Milhares de vidas salvas, milhões de pessoas diretamente beneficiadas e o País inteiro tocado por um exemplo de integridade, dedicação e eficácia na luta pela promoção social dos mais desassistidos.

quarta-feira, 20 de janeiro de 2010

Atualizado às 08:31


O segredo e o legado de Zilda Arns

Rubens Naves*

Milhares de vidas salvas, milhões de pessoas diretamente beneficiadas e o País inteiro tocado por um exemplo de integridade, dedicação e eficácia na luta pela promoção social dos mais desassistidos. Assim podemos resumir o legado de Zilda Arns, que também deve ser reconhecida como a pessoa que mais contribuiu para a redução da mortalidade e da desnutrição infantil na história do Brasil - com um trabalho tão bem planejado e realizado que foi exportado para vários outros países.

Nestes tempos de marketing pessoal e culto à celebridade, a grandiosidade dessas realizações contrasta com a serena discrição com que a doutora Zilda sempre se apresentou, trabalhou e viveu. Mas se o segredo daquela pediatra e sanitarista, fundadora e coordenadora da Pastoral da Criança, não se encontra nos manuais contemporâneos de sucesso, onde estaria?

....

_Tarefas a realizar:_
A: Transcreva a passagem do trecho sobre Zilda Arns entre "quarta-feira, 20 de" e "vários outros países.", inclusive.
B: Dê prosseguimento ao trecho sobre Zilda Arns, escrevendo a continuação a partir da última frase apresentada.

_Entradas apresentadas:_
....

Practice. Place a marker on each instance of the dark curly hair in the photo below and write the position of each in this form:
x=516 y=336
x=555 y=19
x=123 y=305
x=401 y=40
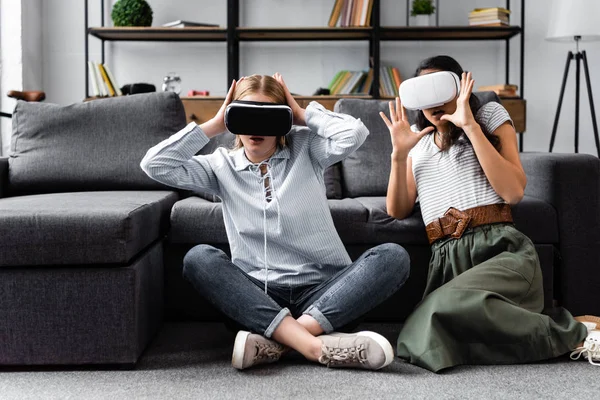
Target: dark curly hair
x=447 y=63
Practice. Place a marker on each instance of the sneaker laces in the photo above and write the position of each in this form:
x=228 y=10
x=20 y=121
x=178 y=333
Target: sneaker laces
x=268 y=351
x=589 y=350
x=346 y=355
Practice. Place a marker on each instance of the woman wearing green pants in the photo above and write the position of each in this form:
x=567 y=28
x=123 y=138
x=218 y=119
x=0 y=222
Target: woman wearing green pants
x=484 y=295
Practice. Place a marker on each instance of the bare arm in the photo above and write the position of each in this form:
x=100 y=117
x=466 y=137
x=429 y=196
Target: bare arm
x=503 y=169
x=402 y=190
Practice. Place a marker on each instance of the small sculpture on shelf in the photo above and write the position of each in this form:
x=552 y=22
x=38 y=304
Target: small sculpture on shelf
x=131 y=13
x=172 y=83
x=422 y=9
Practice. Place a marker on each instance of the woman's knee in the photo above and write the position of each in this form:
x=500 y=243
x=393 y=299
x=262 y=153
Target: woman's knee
x=199 y=259
x=396 y=260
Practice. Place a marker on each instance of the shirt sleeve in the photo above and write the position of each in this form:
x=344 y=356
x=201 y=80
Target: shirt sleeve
x=491 y=115
x=334 y=135
x=173 y=163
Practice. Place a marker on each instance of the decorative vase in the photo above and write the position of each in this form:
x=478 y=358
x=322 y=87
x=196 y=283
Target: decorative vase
x=422 y=20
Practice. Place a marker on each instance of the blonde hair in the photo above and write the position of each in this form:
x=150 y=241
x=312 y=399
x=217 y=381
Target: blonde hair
x=260 y=84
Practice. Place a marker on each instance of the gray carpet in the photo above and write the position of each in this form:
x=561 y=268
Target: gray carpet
x=192 y=361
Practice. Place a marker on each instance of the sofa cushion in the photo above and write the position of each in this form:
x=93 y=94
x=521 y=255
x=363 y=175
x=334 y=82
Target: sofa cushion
x=81 y=228
x=365 y=172
x=195 y=220
x=96 y=145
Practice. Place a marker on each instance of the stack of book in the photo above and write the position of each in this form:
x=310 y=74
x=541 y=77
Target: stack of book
x=187 y=24
x=103 y=81
x=501 y=90
x=351 y=13
x=489 y=17
x=360 y=82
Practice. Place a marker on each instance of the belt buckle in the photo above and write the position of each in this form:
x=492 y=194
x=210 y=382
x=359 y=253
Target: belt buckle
x=462 y=221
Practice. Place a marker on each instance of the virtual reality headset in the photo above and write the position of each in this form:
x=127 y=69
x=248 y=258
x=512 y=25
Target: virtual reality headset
x=257 y=118
x=430 y=90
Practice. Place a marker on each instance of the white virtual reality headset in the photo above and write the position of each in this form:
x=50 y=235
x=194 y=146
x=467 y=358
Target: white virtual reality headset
x=430 y=90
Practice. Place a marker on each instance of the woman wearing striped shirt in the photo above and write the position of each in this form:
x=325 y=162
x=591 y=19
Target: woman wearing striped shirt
x=484 y=296
x=289 y=279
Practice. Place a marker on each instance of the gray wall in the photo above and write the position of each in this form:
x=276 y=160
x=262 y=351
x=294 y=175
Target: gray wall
x=21 y=57
x=307 y=66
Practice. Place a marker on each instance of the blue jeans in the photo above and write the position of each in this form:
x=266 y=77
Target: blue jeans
x=373 y=277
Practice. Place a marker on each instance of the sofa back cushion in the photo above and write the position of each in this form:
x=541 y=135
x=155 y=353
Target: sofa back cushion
x=366 y=171
x=97 y=145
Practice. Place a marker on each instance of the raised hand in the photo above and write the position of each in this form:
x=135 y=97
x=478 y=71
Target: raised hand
x=297 y=111
x=403 y=138
x=216 y=125
x=463 y=116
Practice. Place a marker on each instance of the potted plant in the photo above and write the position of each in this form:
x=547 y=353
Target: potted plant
x=131 y=13
x=422 y=9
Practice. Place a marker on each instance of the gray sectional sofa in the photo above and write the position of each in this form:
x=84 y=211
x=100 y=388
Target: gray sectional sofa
x=91 y=249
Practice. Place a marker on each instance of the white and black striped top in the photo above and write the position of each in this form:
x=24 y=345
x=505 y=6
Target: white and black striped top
x=301 y=242
x=454 y=178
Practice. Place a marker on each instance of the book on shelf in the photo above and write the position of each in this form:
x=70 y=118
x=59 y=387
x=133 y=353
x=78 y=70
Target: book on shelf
x=103 y=81
x=489 y=17
x=112 y=80
x=489 y=23
x=103 y=92
x=109 y=87
x=502 y=90
x=93 y=79
x=347 y=13
x=186 y=24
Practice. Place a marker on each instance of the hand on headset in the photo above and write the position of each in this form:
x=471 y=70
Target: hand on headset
x=463 y=116
x=403 y=138
x=216 y=125
x=299 y=112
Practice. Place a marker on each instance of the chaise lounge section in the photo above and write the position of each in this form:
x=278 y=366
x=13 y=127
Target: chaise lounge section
x=91 y=250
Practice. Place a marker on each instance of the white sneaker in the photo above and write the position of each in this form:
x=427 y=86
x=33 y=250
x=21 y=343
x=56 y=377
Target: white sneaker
x=367 y=350
x=252 y=349
x=590 y=349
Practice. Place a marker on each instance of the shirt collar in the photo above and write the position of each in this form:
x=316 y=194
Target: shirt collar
x=241 y=162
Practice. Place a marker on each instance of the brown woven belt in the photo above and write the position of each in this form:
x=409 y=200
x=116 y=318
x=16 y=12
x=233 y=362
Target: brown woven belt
x=455 y=222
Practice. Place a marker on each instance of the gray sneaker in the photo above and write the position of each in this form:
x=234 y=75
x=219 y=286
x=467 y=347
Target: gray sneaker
x=367 y=350
x=252 y=349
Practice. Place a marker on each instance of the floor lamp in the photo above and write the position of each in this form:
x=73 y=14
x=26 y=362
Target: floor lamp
x=575 y=21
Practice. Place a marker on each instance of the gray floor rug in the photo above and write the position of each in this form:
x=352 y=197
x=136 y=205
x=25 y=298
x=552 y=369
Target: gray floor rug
x=192 y=361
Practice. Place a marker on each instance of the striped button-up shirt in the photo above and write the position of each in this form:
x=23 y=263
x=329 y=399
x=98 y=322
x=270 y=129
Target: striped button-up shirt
x=291 y=239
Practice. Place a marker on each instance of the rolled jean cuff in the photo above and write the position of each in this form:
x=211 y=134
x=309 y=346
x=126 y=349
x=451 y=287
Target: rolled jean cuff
x=320 y=318
x=276 y=321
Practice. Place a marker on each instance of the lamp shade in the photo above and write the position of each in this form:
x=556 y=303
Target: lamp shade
x=570 y=18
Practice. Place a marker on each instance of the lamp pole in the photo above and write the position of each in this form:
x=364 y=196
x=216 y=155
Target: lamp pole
x=579 y=56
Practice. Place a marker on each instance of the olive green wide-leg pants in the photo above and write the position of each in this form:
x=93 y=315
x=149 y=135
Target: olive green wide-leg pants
x=482 y=305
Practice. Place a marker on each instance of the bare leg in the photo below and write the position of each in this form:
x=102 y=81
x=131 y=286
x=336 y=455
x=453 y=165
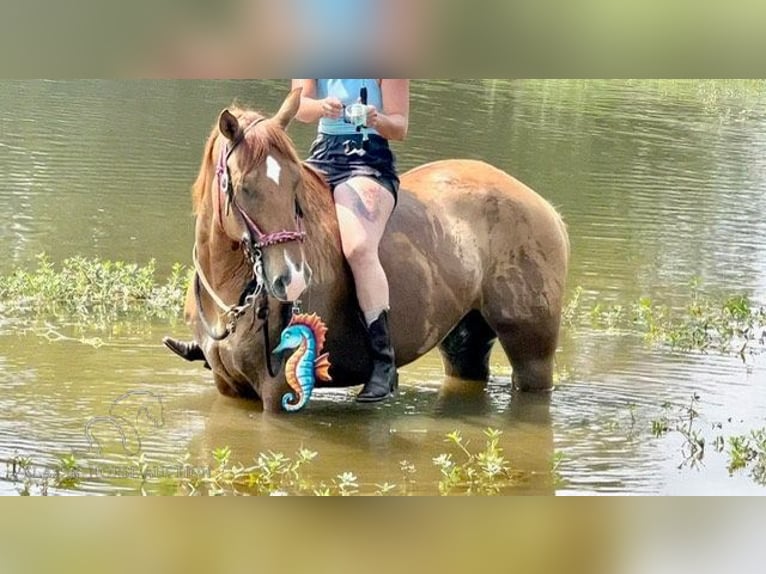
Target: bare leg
x=363 y=207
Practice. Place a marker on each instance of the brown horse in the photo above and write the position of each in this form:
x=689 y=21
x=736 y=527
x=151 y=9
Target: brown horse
x=472 y=255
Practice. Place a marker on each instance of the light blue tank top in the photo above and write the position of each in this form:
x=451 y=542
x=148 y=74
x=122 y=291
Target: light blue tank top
x=347 y=91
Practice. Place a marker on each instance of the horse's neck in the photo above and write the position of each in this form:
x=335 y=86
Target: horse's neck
x=221 y=259
x=322 y=246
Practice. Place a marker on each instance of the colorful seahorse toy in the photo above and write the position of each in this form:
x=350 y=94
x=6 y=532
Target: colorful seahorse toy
x=306 y=334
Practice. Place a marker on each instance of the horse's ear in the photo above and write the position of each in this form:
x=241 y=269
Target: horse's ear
x=289 y=108
x=229 y=125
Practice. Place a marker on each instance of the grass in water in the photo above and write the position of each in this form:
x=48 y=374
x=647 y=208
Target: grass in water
x=481 y=472
x=727 y=324
x=92 y=291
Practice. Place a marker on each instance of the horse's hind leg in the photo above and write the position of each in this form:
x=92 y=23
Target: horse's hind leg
x=465 y=351
x=530 y=347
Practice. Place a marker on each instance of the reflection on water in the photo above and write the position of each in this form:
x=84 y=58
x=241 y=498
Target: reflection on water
x=658 y=182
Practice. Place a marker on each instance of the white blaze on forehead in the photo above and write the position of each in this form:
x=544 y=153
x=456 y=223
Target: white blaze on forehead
x=297 y=284
x=273 y=169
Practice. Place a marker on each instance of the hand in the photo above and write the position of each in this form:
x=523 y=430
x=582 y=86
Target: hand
x=331 y=108
x=372 y=117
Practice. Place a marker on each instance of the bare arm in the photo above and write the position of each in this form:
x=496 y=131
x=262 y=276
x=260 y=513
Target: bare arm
x=312 y=109
x=392 y=122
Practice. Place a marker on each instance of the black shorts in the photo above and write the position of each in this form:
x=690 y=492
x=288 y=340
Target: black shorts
x=338 y=158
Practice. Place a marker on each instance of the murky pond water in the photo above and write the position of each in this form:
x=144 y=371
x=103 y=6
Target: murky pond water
x=659 y=182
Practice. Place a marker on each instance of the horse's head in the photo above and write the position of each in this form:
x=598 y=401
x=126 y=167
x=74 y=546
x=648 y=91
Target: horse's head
x=259 y=178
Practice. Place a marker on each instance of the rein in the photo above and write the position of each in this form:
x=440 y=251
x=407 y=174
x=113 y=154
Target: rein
x=255 y=294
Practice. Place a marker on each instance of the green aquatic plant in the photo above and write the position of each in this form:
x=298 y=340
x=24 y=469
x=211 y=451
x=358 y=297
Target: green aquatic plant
x=749 y=451
x=484 y=472
x=725 y=324
x=83 y=288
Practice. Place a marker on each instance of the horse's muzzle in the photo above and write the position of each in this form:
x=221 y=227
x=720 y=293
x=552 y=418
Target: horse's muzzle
x=289 y=286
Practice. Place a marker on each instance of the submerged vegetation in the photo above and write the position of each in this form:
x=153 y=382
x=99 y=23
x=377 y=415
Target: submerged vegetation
x=90 y=296
x=726 y=324
x=481 y=472
x=83 y=288
x=99 y=294
x=118 y=297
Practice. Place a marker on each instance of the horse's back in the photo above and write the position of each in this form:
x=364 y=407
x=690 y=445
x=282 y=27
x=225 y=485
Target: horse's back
x=468 y=236
x=496 y=206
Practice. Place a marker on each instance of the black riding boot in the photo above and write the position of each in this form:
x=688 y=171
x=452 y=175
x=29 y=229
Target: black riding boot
x=190 y=351
x=384 y=379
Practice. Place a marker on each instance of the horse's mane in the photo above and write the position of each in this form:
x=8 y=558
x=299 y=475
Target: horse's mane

....

_Respostas:_
A:
quarta-feira, 20 de janeiro de 2010

Atualizado às 08:31


O segredo e o legado de Zilda Arns

Rubens Naves*

Milhares de vidas salvas, milhões de pessoas diretamente beneficiadas e o País inteiro tocado por um exemplo de integridade, dedicação e eficácia na luta pela promoção social dos mais desassistidos. Assim podemos resumir o legado de Zilda Arns, que também deve ser reconhecida como a pessoa que mais contribuiu para a redução da mortalidade e da desnutrição infantil na história do Brasil - com um trabalho tão bem planejado e realizado que foi exportado para vários outros países.

B:
Uma lembrança que guardo desde o dia 26 de março de 2004 pode ser uma boa pista para a resposta. Naquela data, Zilda Arns foi homenageada pela associação de funcionários de uma instituição bancária na Assembleia Legislativa de São Paulo. Então diretor-presidente da Fundação Abrinq, eu me preparava para fazer um breve discurso quando pude observar a dra. Zilda em meio a algumas das voluntárias que promovem a obra da Pastoral da Criança no Brasil - contingente que hoje chega a 155 mil pessoas, das quais 90% são mulheres. Enquanto as voluntárias expressavam, por meio de gestos e olhares, uma entusiasmada admiração por sua líder, ela, a homenageada, dispensava a todas uma constante atenção afetuosa.

O que mais me chamou atenção, entretanto, foi o fato de que, para cada voluntária, dra. Zilda tinha uma palavra e um olhar especial. Cada uma recebia dela um tratamento intimamente amoroso, algo que só pode ser oferecido por quem enxerga e acolhe o outro não apenas como integrante de uma equipe, mas também como pessoa, em sua individualidade.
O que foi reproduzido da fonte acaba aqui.